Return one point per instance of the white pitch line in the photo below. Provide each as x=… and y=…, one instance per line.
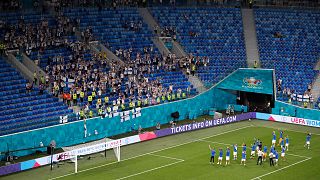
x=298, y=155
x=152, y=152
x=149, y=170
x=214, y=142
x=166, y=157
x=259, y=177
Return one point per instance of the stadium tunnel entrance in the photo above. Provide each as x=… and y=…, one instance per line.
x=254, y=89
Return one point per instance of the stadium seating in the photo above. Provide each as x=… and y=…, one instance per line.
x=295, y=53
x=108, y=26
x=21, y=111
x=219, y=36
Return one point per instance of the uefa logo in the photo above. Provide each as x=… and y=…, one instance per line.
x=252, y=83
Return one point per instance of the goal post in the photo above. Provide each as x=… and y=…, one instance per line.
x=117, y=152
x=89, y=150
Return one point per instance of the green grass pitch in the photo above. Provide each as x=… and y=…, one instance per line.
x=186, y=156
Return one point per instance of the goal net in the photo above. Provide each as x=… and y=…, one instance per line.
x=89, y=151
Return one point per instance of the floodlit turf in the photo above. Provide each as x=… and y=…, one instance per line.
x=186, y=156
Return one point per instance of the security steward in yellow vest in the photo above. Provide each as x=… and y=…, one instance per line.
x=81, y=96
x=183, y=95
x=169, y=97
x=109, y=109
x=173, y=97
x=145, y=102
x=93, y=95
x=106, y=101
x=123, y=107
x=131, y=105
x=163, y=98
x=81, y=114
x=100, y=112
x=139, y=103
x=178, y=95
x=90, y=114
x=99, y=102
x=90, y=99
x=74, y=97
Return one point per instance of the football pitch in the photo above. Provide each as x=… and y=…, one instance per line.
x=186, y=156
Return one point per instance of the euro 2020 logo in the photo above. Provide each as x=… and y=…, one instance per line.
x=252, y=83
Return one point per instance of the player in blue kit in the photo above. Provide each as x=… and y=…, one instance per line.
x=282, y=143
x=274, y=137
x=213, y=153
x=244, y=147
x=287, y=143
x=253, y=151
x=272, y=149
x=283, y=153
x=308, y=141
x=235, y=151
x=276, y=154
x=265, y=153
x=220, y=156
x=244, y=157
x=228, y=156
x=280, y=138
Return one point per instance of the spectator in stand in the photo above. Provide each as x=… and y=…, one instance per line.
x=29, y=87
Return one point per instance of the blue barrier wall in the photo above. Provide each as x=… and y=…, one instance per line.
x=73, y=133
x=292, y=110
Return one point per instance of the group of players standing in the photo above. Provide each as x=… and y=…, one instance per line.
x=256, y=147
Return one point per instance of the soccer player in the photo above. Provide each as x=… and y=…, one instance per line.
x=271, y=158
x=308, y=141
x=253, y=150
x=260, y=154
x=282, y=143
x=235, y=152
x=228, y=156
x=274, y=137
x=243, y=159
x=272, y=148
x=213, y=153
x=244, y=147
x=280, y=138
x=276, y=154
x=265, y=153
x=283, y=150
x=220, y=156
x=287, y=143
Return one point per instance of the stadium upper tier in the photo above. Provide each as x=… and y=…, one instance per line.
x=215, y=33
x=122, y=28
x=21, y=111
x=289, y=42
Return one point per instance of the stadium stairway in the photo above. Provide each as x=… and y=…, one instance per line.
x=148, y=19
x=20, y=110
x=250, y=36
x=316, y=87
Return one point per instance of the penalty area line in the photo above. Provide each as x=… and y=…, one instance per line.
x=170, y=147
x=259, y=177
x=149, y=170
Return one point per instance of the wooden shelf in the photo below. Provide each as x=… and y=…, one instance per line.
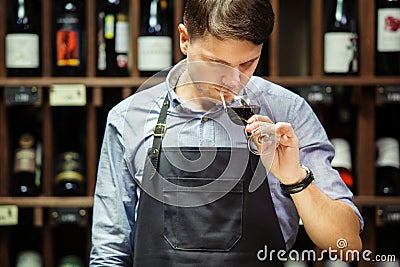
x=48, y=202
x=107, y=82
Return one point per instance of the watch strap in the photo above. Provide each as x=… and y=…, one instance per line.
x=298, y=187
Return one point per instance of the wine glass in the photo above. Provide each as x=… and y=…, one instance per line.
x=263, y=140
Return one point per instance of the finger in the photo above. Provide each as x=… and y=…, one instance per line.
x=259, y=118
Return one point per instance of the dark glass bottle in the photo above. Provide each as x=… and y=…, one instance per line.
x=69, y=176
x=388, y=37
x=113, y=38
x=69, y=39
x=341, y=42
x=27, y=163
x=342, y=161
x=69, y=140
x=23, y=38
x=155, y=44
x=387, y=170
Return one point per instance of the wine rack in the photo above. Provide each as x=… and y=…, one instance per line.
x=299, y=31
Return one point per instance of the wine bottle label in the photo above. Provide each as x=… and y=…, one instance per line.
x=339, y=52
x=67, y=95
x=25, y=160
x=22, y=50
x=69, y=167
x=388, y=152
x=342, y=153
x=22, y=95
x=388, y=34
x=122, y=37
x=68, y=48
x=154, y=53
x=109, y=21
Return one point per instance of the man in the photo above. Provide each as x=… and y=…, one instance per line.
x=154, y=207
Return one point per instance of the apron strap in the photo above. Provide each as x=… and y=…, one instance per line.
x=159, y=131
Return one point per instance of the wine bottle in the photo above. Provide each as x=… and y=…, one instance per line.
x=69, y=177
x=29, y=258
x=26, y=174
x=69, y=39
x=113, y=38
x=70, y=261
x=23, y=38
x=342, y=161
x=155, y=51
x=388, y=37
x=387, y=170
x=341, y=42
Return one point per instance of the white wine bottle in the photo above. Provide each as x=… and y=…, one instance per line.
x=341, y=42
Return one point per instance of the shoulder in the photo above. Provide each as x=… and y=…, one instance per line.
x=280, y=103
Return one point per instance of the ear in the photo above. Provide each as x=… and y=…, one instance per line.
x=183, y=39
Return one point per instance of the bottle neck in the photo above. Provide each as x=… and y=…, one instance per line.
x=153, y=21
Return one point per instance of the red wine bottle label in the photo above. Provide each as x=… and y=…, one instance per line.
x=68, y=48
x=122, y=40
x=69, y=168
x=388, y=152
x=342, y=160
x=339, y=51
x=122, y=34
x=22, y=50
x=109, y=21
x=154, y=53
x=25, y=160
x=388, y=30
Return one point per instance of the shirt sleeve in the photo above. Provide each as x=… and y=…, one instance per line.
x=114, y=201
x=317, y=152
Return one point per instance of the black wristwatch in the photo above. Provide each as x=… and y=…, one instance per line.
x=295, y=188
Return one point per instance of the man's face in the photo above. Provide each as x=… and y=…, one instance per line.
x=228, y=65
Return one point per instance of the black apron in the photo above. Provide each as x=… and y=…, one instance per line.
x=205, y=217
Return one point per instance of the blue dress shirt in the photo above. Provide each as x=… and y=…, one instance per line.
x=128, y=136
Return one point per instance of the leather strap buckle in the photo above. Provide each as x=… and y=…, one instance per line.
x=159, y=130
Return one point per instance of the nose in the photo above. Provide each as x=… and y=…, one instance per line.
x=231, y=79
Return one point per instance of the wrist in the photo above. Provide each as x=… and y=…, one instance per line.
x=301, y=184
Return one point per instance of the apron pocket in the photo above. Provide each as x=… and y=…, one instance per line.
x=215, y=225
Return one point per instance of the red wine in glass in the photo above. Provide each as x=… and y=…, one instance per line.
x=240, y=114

=======

## Task prompt
When copying the data above, repeat every word exactly and drop the pictures.

## Output of the task
Return one point per instance of the white pitch line in the photo below. Provide each as x=… and y=…, one instance per line.
x=298, y=155
x=152, y=152
x=149, y=170
x=214, y=142
x=166, y=157
x=259, y=177
Return one point per instance of the stadium tunnel entrance in the photo above. Provide each as x=… and y=…, one instance per line.
x=254, y=89
Return one point per instance of the stadium seating in the photo above. Provide each as x=… and y=…, one instance per line.
x=295, y=53
x=108, y=26
x=21, y=111
x=219, y=36
Return one point per instance of the uefa logo in the photo above. Provide each as x=… and y=…, one instance per line.
x=252, y=83
Return one point per instance of the goal post in the photo above. Provide each as x=… and y=…, one instance per line.
x=117, y=152
x=89, y=150
Return one point per instance of the green grass pitch in the photo above. Provide each as x=… and y=…, one instance per line.
x=186, y=156
Return one point per instance of the goal net in the photo above. Provide each as x=… and y=…, one instance per line.
x=89, y=151
Return one point per instance of the floodlit turf in the photo above. Provide each as x=… and y=…, one instance per line.
x=186, y=156
Return one point per instance of the security steward in yellow vest in the photo above. Provide each as x=… and y=…, one instance per line.
x=81, y=96
x=183, y=95
x=169, y=97
x=109, y=109
x=173, y=97
x=145, y=102
x=93, y=95
x=106, y=101
x=123, y=107
x=131, y=105
x=163, y=98
x=81, y=114
x=100, y=112
x=139, y=103
x=178, y=95
x=90, y=114
x=99, y=102
x=90, y=99
x=74, y=97
Return one point per instance of the football pitch in the photo above. Provide each as x=… and y=…, one instance per line.
x=186, y=156
Return one point per instance of the euro 2020 logo in the photo above. Provide each as x=… and y=…, one instance per line.
x=252, y=83
Return one point per instance of the player in blue kit in the photo above. Provide each as x=… and y=…, one instance per line.
x=282, y=143
x=274, y=137
x=213, y=153
x=244, y=147
x=287, y=143
x=253, y=151
x=272, y=149
x=283, y=153
x=308, y=141
x=235, y=151
x=276, y=154
x=265, y=153
x=220, y=156
x=244, y=157
x=228, y=156
x=280, y=138
Return one point per instance of the spectator in stand in the photo above. Provide each as x=… and y=…, one instance per line.
x=29, y=87
Return one point per instance of the blue barrier wall in the photo above. Provide each as x=… and y=…, one instance per line.
x=73, y=133
x=292, y=110
Return one point per instance of the group of players standing in the photo above. Provide each as x=… and y=…, one instance per line.
x=256, y=147
Return one point per instance of the soccer player in the photo above. Provide each as x=… and y=…, one instance per line.
x=271, y=158
x=308, y=141
x=253, y=150
x=260, y=154
x=282, y=143
x=235, y=152
x=228, y=156
x=274, y=137
x=243, y=159
x=272, y=148
x=213, y=153
x=244, y=147
x=280, y=138
x=276, y=154
x=265, y=153
x=283, y=150
x=220, y=156
x=287, y=143
Return one point per instance of the stadium upper tier in the photo above. Provide each as x=… and y=…, one instance per line.
x=215, y=33
x=122, y=28
x=21, y=111
x=289, y=42
Return one point per instance of the stadium stairway in the photo above. Provide each as x=… and y=…, one instance per line.
x=148, y=19
x=20, y=110
x=250, y=36
x=316, y=87
Return one point per instance of the penalty area line in the photo above. Provide each as x=… and y=…, one instance per line.
x=170, y=147
x=259, y=177
x=149, y=170
Return one point per instance of the wooden shelf in the photo below. Provide each as x=… and y=…, one instance per line.
x=48, y=202
x=107, y=82
Return one point per instance of the watch strap in the photo above. Provide each as x=… and y=…, one instance per line.
x=298, y=187
Return one point per instance of the wine glass in the photo above. Provide each as x=… and y=…, one instance per line.
x=263, y=140
Return one point per instance of the finger in the photo above. Provide each as x=… and y=…, one instance per line.
x=259, y=118
Return one point per instance of the dark glass bottle in the photo above. Provide each as x=… and y=…, one instance per line.
x=69, y=176
x=388, y=37
x=113, y=38
x=69, y=39
x=341, y=42
x=27, y=163
x=342, y=161
x=69, y=140
x=23, y=38
x=155, y=44
x=387, y=170
Return one point per instance of the wine rack in the photo above. Provide each as x=… and y=…, one instance per line.
x=299, y=31
Return one point per instance of the wine bottle label in the photo above. Provide each as x=… and y=…, one instance per line.
x=339, y=52
x=67, y=95
x=25, y=160
x=22, y=50
x=69, y=167
x=388, y=152
x=342, y=153
x=22, y=95
x=388, y=34
x=122, y=37
x=68, y=48
x=154, y=53
x=109, y=21
Return one point per instance of the man in the photo above. Provide each as x=… and y=…, one instance per line.
x=154, y=207
Return one point per instance of the apron strap in the photo above. Provide each as x=… and y=…, one instance per line.
x=159, y=131
Return one point per instance of the wine bottle in the photo above. Provide each as x=… and y=…, one instance per line.
x=69, y=177
x=29, y=258
x=26, y=174
x=69, y=39
x=113, y=38
x=70, y=261
x=23, y=38
x=342, y=161
x=155, y=51
x=388, y=37
x=387, y=170
x=341, y=42
Return one point per instance of the white wine bottle in the photo above. Provide each as x=… and y=…, one instance per line.
x=341, y=42
Return one point per instance of the shoulder in the photo above. Provide each as x=… and y=…, one instance per line.
x=280, y=103
Return one point per instance of the ear in the photo above. Provide each as x=… and y=…, one instance per line.
x=183, y=39
Return one point per instance of the bottle neck in the photo above. Provide each as x=… and y=…, one instance per line.
x=153, y=21
Return one point per instance of the red wine bottle label in the photo above. Provide each as x=… and y=…, one instance per line.
x=68, y=48
x=122, y=40
x=69, y=168
x=388, y=152
x=342, y=160
x=339, y=51
x=122, y=34
x=22, y=50
x=109, y=21
x=154, y=53
x=25, y=160
x=388, y=30
Return one point per instance of the shirt sleeve in the photo above. Provide each as x=… and y=…, one instance per line.
x=114, y=201
x=317, y=152
Return one point per instance of the black wristwatch in the photo above. Provide each as x=… and y=…, one instance per line.
x=295, y=188
Return one point per instance of the man's face in the photo above. Provide each as x=… and y=…, one instance per line.
x=228, y=65
Return one point per instance of the black apron in the photo above. Provide each as x=… and y=…, one instance per line.
x=205, y=217
Return one point per instance of the blue dress shirt in the photo above. Provide each as x=… and y=…, one instance per line.
x=128, y=136
Return one point per instance of the leather strap buckle in the photo above. Provide each as x=… and y=…, one instance per line.
x=159, y=130
Return one point per instance of the nose in the photo above. Provide each as x=… and y=…, one instance per line.
x=231, y=79
Return one point per instance of the wrist in the photo above. Provide each as x=… and y=…, one instance per line.
x=301, y=184
Return one point per instance of the apron pocket in the photo above. Provide each as x=… and y=…, one instance per line.
x=215, y=225
Return one point per instance of the red wine in glass in the photo above. Provide each as x=… and y=…, one instance per line.
x=240, y=114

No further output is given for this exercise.